== Segment start ==

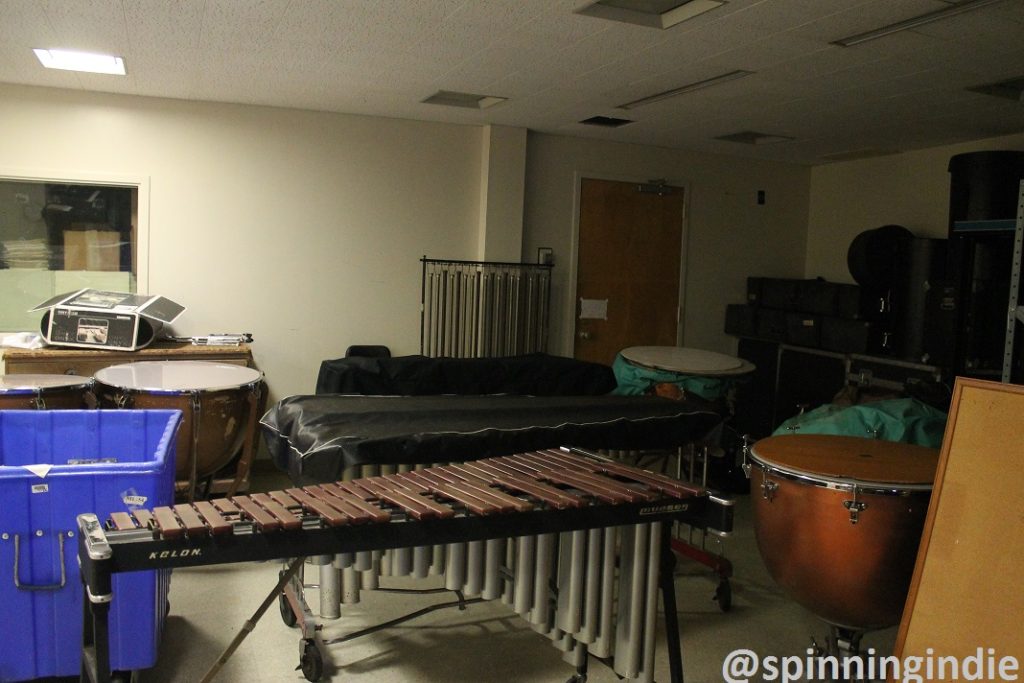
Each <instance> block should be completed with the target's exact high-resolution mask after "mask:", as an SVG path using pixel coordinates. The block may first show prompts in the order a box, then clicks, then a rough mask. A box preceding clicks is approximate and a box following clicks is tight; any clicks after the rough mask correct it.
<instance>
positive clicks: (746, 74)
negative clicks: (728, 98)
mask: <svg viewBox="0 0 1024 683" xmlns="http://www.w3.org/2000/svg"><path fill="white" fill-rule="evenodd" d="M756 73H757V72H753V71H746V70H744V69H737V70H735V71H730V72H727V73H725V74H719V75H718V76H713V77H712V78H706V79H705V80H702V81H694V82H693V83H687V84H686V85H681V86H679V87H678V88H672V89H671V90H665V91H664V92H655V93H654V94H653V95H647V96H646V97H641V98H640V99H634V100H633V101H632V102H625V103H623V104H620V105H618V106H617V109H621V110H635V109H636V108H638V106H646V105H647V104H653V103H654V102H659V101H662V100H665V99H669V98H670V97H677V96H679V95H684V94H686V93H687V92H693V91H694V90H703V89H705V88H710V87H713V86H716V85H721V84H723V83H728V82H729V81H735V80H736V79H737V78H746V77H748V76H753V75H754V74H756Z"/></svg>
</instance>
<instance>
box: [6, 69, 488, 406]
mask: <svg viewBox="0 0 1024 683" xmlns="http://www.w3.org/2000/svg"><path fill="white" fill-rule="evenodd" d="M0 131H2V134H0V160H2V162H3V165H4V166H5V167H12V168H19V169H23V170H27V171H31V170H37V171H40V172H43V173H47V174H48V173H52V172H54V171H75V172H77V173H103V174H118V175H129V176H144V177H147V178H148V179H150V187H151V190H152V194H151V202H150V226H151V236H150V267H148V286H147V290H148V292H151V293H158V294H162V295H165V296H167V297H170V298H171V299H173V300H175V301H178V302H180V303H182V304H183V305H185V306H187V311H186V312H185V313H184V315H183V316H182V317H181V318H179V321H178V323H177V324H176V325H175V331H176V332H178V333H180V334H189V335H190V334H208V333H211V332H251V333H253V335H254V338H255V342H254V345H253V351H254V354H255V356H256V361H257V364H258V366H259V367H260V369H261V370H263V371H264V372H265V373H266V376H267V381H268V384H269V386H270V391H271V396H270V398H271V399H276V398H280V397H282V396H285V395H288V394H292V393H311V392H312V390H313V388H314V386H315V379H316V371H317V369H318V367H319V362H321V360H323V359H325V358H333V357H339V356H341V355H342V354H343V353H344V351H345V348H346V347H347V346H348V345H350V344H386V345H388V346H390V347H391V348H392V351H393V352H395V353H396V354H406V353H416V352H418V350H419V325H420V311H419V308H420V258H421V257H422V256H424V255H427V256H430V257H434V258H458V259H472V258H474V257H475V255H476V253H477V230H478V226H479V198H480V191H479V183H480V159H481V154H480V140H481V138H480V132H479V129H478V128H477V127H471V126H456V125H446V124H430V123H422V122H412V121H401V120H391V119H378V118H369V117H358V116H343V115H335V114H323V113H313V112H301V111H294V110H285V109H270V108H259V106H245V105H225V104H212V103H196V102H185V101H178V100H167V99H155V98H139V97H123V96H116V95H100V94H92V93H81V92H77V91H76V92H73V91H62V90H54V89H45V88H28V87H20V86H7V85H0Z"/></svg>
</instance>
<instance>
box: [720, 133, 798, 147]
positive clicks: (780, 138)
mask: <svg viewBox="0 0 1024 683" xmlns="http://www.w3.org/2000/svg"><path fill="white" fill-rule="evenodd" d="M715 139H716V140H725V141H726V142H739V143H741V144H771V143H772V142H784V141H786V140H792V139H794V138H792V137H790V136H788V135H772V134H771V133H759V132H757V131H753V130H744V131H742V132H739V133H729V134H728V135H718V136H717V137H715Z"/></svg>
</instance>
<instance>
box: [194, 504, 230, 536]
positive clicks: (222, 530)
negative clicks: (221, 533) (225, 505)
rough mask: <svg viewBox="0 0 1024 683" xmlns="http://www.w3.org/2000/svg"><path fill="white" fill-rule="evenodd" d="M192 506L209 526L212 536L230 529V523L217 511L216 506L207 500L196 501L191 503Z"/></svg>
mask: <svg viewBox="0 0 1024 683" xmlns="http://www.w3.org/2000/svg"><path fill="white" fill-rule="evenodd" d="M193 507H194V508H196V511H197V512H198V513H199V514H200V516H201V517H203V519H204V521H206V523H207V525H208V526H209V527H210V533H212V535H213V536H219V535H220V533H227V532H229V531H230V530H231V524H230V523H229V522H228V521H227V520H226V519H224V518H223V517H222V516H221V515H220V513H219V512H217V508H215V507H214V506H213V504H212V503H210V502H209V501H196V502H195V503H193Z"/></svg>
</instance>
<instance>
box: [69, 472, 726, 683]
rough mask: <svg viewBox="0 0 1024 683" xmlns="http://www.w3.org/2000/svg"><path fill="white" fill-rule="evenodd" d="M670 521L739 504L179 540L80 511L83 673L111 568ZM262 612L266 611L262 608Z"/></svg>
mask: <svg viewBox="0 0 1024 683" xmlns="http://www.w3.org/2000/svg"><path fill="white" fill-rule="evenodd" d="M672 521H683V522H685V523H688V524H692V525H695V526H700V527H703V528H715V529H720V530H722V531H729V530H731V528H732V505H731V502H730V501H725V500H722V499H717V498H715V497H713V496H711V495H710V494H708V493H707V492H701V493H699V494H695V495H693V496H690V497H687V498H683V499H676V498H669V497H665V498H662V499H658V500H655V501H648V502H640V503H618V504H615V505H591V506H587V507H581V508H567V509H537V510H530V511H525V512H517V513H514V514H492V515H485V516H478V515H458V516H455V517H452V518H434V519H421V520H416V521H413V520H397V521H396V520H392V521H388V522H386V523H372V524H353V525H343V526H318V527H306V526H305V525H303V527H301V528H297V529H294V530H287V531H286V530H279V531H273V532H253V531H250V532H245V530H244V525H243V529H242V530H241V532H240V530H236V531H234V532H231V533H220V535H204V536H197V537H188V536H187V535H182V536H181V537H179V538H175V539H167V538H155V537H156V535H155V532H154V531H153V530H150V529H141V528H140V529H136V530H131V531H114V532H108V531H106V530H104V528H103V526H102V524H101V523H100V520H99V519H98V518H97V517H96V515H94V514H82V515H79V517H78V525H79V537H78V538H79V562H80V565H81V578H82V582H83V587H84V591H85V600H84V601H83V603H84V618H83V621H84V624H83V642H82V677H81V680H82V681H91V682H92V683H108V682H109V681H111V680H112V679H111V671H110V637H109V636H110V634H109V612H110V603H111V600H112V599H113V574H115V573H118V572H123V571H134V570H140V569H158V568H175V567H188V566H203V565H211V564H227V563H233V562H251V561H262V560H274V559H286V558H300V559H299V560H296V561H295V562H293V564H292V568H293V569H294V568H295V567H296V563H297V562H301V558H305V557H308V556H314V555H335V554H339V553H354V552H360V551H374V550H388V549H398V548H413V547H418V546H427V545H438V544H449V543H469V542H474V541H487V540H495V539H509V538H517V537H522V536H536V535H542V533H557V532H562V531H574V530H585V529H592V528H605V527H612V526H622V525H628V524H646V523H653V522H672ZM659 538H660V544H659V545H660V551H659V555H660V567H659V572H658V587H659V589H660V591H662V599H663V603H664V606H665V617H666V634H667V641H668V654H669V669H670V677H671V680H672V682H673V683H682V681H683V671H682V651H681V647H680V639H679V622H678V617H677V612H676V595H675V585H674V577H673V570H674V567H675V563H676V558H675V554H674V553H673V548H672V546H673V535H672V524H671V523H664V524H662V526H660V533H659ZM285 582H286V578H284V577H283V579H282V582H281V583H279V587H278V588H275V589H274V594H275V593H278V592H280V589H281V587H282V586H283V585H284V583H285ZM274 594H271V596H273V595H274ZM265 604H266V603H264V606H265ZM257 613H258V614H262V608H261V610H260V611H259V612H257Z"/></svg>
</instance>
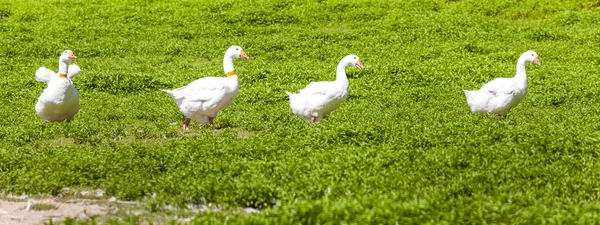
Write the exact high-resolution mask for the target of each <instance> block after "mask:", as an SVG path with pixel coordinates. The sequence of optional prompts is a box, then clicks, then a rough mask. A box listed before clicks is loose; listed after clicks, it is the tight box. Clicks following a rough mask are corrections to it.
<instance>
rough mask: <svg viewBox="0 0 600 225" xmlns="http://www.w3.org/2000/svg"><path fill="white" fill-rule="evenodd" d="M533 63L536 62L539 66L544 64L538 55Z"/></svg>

== Segment end ==
== Segment start ==

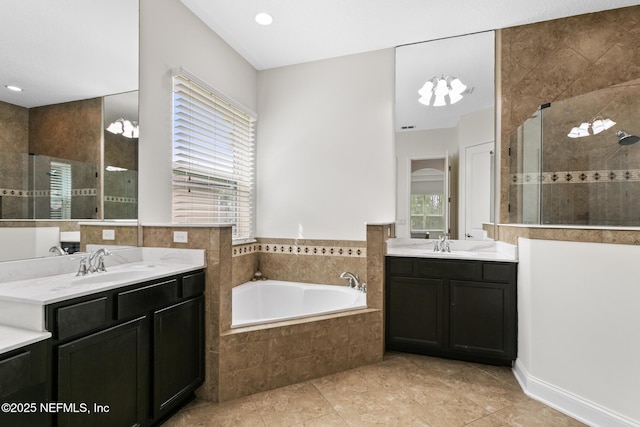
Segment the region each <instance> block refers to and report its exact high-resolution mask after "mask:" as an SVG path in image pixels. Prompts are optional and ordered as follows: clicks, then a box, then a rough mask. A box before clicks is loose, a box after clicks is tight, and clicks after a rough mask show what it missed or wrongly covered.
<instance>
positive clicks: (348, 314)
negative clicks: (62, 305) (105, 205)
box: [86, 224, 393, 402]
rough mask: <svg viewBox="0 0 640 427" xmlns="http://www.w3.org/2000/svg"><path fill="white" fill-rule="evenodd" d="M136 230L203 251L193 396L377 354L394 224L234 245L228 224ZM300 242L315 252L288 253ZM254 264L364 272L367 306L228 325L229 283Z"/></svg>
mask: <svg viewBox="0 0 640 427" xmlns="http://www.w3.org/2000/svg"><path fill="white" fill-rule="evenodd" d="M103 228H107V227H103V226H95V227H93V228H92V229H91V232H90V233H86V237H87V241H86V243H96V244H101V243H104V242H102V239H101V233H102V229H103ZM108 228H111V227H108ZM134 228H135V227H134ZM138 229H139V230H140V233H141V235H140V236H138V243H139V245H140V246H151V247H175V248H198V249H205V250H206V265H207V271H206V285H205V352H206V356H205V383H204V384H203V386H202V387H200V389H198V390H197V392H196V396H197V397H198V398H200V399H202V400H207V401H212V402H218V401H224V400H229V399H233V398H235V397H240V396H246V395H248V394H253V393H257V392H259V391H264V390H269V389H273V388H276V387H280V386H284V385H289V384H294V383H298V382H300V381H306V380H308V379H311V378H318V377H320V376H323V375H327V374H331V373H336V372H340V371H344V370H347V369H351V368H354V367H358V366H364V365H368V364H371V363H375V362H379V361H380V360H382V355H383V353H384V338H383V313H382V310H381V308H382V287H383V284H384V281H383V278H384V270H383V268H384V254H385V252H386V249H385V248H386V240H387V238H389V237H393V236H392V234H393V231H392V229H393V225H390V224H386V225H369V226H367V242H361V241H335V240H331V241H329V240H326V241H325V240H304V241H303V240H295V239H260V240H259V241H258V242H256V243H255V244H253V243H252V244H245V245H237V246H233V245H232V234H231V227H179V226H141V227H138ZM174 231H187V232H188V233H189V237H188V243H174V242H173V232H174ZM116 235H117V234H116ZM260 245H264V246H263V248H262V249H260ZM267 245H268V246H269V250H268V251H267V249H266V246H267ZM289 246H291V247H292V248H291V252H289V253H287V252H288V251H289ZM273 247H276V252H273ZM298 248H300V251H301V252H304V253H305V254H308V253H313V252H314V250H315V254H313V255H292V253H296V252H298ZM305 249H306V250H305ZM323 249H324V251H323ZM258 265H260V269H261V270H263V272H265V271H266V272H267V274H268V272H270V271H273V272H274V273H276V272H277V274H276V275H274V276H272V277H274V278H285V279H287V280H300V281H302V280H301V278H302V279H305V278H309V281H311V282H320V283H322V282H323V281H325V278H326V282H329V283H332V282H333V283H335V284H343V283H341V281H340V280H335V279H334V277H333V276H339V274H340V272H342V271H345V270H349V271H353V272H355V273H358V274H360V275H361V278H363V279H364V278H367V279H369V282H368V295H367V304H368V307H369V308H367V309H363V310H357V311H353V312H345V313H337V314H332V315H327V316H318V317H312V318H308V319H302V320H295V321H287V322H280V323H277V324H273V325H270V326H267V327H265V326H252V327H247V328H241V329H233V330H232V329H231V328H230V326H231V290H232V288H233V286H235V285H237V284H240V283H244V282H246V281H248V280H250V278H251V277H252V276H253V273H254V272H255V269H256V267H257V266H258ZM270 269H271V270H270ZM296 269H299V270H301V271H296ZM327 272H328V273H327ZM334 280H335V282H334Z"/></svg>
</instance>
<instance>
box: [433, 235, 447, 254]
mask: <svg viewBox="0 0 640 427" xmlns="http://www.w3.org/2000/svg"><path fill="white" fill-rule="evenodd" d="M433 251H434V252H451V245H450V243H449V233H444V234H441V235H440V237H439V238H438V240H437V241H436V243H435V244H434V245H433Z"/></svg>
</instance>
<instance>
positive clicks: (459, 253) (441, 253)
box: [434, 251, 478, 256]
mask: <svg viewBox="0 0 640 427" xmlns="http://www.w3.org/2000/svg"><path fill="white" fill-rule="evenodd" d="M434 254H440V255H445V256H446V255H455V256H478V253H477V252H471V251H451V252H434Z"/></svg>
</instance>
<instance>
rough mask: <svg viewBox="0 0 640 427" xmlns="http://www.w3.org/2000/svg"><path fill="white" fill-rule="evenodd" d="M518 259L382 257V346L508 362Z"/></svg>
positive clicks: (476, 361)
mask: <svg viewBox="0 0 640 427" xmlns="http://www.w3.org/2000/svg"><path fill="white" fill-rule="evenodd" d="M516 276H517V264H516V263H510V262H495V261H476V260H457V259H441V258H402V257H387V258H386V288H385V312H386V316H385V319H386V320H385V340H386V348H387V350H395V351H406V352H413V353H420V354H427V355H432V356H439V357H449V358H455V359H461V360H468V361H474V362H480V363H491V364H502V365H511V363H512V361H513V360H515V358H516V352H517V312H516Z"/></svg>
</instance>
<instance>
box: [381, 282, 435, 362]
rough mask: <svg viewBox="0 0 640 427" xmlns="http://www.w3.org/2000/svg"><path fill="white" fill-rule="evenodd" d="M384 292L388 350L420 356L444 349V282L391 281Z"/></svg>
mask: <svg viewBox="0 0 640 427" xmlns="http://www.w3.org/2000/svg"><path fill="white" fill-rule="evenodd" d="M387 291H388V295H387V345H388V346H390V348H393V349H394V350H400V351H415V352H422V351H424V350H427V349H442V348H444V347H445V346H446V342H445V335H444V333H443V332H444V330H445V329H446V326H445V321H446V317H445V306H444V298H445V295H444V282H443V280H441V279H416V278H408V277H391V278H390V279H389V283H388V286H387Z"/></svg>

== Segment end ==

◆ Exercise:
Only one stretch of the entries above is wanted: the lines from the one containing "Each <instance> block should" through the one containing "positive clicks: (746, 74)". Please reproduce it exactly.

◆ Exercise result:
Each <instance> block should be completed with the target's exact high-resolution mask after "mask:", as an SVG path using pixel coordinates. The block may first show prompts in the order a box, then clicks, then a rough mask. A box preceding clicks is approximate and a box following clicks is tight; any clicks after the rough mask correct it.
<instance>
positive clicks: (746, 74)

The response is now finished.